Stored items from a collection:
§
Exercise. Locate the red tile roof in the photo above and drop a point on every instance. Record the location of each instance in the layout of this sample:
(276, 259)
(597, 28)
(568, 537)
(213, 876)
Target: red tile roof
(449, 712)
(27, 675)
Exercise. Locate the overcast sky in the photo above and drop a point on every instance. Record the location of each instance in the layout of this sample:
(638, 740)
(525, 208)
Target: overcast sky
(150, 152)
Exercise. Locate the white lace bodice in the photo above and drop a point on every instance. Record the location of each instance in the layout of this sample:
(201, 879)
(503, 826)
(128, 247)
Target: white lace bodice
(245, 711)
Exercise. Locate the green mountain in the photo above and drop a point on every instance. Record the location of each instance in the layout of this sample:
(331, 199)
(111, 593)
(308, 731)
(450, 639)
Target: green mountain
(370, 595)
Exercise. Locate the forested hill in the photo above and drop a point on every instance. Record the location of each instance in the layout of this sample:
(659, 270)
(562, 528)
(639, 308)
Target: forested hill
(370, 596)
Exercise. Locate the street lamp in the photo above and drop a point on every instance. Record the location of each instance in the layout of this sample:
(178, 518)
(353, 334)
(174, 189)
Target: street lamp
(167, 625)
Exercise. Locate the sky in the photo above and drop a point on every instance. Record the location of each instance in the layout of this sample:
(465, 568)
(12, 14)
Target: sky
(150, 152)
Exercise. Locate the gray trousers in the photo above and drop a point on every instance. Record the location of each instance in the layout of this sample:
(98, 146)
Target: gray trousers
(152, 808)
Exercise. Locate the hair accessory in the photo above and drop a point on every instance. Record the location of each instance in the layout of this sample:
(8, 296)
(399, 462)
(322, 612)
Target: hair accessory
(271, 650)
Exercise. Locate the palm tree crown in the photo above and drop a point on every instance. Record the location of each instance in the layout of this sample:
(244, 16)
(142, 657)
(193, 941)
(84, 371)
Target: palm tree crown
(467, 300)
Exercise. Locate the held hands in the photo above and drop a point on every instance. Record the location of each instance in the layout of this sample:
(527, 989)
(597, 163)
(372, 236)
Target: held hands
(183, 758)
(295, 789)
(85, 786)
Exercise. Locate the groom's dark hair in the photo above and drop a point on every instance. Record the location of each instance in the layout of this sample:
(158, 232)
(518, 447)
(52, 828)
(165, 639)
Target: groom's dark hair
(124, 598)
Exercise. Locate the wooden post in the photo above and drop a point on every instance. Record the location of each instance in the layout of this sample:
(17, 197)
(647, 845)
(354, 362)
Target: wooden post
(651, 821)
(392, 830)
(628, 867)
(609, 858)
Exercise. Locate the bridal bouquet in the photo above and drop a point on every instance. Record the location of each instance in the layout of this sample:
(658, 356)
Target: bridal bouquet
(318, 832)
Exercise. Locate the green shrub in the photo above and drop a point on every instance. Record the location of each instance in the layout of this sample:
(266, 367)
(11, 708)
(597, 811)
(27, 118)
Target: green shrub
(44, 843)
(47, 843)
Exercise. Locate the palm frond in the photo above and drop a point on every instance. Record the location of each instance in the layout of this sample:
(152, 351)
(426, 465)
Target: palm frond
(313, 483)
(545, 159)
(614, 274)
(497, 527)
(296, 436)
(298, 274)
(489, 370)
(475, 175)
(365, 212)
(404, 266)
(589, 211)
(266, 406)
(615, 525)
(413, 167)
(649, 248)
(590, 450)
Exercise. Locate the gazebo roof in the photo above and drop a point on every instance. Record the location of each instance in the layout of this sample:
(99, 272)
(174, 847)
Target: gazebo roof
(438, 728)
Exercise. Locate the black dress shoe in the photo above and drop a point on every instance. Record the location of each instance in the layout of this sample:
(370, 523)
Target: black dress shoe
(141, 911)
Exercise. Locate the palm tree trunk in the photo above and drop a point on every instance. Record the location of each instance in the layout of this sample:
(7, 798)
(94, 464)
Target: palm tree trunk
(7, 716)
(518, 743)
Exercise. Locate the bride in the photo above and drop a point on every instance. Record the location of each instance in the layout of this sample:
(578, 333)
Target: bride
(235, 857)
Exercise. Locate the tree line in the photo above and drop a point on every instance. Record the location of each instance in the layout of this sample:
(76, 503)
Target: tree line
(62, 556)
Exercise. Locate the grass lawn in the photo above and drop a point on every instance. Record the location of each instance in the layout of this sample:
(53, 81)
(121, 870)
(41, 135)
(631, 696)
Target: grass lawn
§
**EXERCISE DETAILS:**
The answer must be every line of the records above that holds the word "lawn".

**WRITTEN RESPONSE:**
Exercise. Locate the grass lawn in the photo above and drop a point on every instance. Record the location of each instance in the layout of this sample:
Target: grass lawn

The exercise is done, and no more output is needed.